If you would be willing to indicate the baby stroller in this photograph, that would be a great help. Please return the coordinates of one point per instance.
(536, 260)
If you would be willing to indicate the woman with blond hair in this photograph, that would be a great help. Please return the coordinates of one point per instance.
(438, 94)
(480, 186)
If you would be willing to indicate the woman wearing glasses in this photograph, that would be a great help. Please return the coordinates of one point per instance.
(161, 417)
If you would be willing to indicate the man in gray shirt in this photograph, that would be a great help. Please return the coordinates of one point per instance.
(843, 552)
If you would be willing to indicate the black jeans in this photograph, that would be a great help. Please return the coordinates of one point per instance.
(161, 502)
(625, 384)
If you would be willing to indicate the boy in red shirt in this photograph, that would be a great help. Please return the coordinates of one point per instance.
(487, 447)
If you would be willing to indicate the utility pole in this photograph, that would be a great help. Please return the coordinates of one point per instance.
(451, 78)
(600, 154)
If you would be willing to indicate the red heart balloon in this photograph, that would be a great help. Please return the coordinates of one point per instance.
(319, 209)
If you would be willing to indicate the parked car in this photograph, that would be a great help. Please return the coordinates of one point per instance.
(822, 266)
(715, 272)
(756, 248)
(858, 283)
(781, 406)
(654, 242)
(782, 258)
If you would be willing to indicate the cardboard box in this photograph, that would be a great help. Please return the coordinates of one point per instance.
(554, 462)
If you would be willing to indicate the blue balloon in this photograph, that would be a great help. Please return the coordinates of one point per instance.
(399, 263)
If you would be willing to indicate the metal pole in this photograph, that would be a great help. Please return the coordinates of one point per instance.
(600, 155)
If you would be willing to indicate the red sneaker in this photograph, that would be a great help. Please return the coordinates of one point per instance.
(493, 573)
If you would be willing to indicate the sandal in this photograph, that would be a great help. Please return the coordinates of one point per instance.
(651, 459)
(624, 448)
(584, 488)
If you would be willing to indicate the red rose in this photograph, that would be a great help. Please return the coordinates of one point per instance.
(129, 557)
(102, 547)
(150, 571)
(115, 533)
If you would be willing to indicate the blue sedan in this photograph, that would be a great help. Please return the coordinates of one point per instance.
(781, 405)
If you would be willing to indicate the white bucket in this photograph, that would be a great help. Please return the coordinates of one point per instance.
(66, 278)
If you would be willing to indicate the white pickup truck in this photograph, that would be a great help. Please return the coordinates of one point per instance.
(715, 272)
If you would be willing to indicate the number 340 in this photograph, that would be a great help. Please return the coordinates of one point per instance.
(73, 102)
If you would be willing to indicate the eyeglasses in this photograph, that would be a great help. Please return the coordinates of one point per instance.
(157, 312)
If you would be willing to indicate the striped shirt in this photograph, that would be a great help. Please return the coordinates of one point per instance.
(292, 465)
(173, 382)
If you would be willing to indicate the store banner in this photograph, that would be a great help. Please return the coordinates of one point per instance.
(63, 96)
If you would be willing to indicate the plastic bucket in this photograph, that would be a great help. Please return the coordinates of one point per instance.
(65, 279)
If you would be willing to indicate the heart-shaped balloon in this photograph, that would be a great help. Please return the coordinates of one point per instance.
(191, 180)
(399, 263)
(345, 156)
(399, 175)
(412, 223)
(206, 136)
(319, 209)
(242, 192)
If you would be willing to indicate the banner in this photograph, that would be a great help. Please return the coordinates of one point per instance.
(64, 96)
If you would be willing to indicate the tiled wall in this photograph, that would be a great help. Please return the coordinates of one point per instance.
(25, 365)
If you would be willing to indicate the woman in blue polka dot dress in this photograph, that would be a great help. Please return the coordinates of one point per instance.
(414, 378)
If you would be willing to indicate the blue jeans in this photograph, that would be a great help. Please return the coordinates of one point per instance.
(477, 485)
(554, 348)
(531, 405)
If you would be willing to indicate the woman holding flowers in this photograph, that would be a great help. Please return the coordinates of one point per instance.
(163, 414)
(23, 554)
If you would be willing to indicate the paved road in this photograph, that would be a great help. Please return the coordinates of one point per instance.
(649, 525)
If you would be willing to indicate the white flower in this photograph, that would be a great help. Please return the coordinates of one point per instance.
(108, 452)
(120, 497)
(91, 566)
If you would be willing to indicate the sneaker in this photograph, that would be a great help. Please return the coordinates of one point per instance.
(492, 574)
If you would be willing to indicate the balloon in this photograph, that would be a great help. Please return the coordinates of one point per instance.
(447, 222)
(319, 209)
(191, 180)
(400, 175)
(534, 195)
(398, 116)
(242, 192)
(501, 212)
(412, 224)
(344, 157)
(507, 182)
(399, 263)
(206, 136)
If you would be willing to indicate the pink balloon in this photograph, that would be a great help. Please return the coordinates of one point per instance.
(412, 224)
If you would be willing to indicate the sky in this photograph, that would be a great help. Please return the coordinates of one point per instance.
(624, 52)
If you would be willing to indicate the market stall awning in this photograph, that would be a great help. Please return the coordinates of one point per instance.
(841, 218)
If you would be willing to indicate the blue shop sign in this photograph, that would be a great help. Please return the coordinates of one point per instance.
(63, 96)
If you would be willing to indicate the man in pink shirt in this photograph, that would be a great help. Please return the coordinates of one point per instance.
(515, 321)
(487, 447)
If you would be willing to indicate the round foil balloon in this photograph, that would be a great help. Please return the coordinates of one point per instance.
-------------------------
## Request
Restate the whole listing exactly, leaving out nothing.

## Task result
If you would be willing to indicate the baby stroller in this photograph, that would be a great help. Please return the coordinates of one point per instance.
(536, 260)
If you would be willing to indicate the woman with blond hair in this photograph, that would be a great help. Please return the coordinates of one point per instance.
(438, 94)
(480, 186)
If you would be willing to indicate the woman wearing glasses in this photograph, that would be a great help. Please return the coordinates of one point per instance.
(161, 417)
If you would be willing to indicate the man in gray shirt in this photograph, that would be a great help. Please return the coordinates of one point per instance.
(843, 552)
If you would be willing to indicate the black jeans in this photograph, that would be a great help. Please return the coordinates of one point per instance.
(161, 502)
(625, 384)
If you would be willing to indicate the boy in red shirt in this photograph, that would be a great help. Please return the coordinates of one point per instance.
(487, 447)
If you would be willing to indicate the utility pole in this photograph, that would be a great help. Please return the coordinates of one point per instance.
(451, 78)
(600, 154)
If you would be willing to indicate the red heart balloon in this photograph, that would be a great help. Please return the coordinates of one point per instance.
(319, 209)
If you would be willing to indicate the parked car in this photograph, that would be a great help. Please return the coordinates of one point per instance.
(822, 266)
(715, 272)
(756, 248)
(858, 283)
(781, 406)
(654, 242)
(782, 258)
If you would be willing to indicate the cardboard box in this photograph, that would be a great help. Please return the coordinates of one point per instance.
(554, 462)
If you would be willing to indicate the blue balloon in this photograph, that would be a great help. Please return the coordinates of one point per instance.
(399, 263)
If you would be willing to indicate the metal pole in this photograph, that would be a great help. Please return the coordinates of one point per instance.
(600, 155)
If you would be willing to indicate the red sneaker in this photograph, that would be a great help. Please return the coordinates of one point per instance.
(493, 573)
If you would be willing to indicate the sandal in this photograph, that would be a great help. Please return the coordinates of one point per instance.
(651, 459)
(624, 448)
(584, 488)
If you would be willing to indicate the red rose in this photograph, that would be a great help. Please return the coordinates of one point per instance.
(129, 557)
(102, 547)
(150, 571)
(115, 533)
If you would be willing to indicate the blue sedan in this photograph, that would be a great help. Please return the coordinates of one point per instance.
(781, 405)
If you would be willing to indicate the white bucket in this photograph, that would be a great help. Please return the coordinates of one point per instance.
(66, 278)
If you would be willing to indicate the white pickup truck in this photograph, that would be a great help. Please return the coordinates of one point per instance.
(715, 272)
If you would be willing to indicate the number 340 in this photograph, that would be a great help. Please return the coordinates of one point per instance.
(73, 102)
If you would be willing to indicate the eyeglasses in this photograph, that would be a great help. Please return the coordinates of one point per instance.
(157, 312)
If you would be willing to indicate the striped shirt in this photograph, that would be a great help. Please return the coordinates of one point per instance.
(292, 465)
(173, 382)
If you would be willing to indicate the store banner in this photograph, that would be a great help. Please return the coordinates of one point per instance.
(63, 96)
If you would be willing to indicate the plastic bucket in this photograph, that would be a great help. Please return the coordinates of one point per instance.
(65, 279)
If you would be willing to indicate the heart-shaped balloon in this photograph, that would be a great help. Please return the coordinates of one point per instance.
(191, 180)
(399, 263)
(345, 156)
(399, 175)
(412, 223)
(206, 136)
(319, 209)
(242, 192)
If you would be willing to indicate the banner in this photograph, that would be a great help. Please return the coordinates of one point per instance.
(64, 96)
If you would be willing to indicate the tiled wall in this photograph, that would be a great help. Please return the coordinates of one point per instance.
(25, 365)
If you would be willing to indicate the woman in blue polka dot dress in this photograph, that would be a great help. Please return the coordinates of one point per instance.
(414, 378)
If you would be willing to indicate the blue jeans in this photograph, that would be a great help. Please return the coordinates of one point per instance.
(477, 485)
(554, 348)
(531, 405)
If you would be willing to indicate the woman holding flowers in this photograph, that would be a great help. Please return the coordinates of one point per instance.
(163, 414)
(23, 554)
If you would be willing to indicate the paved road in this photograph, that would be a great help. Please return the coordinates of one point per instance.
(649, 525)
If you would be willing to indicate the white flower in this photograph, that would be a great help. Please return the coordinates of one point per instance.
(108, 452)
(120, 497)
(91, 566)
If you would be willing to indicate the sneaker in this photograph, that would be a great help. Please return the coordinates of one point per instance.
(492, 574)
If you would be willing to indicate the balloon in this photograph, that would be a great help. Please return the coordinates of one point per instance.
(447, 222)
(319, 209)
(191, 180)
(400, 175)
(534, 195)
(398, 116)
(242, 192)
(501, 212)
(412, 224)
(344, 157)
(507, 182)
(399, 263)
(206, 136)
If you would be willing to indicate the pink balloon in this photograph, that would be a great help. Please return the coordinates of one point per instance.
(412, 224)
If you would be willing to indicate the sky in this photograph, that would be a great help. Please return the coordinates of one point per instance.
(624, 52)
If you would be willing to indicate the market stall awning in this photograph, that would be a great help. Please return the coordinates of one point per instance.
(841, 218)
If you would be willing to indicate the blue shop sign in this photograph, that would be a great help. Please return the coordinates of one point per instance.
(63, 96)
If you would be willing to indicate the man in pink shirt in this photograph, that would be a great help. Please return the coordinates of one point per instance.
(515, 321)
(487, 447)
If you would be willing to indicate the round foil balloon in this photograph, that would be a great help. Please return the coordinates of one point per instance.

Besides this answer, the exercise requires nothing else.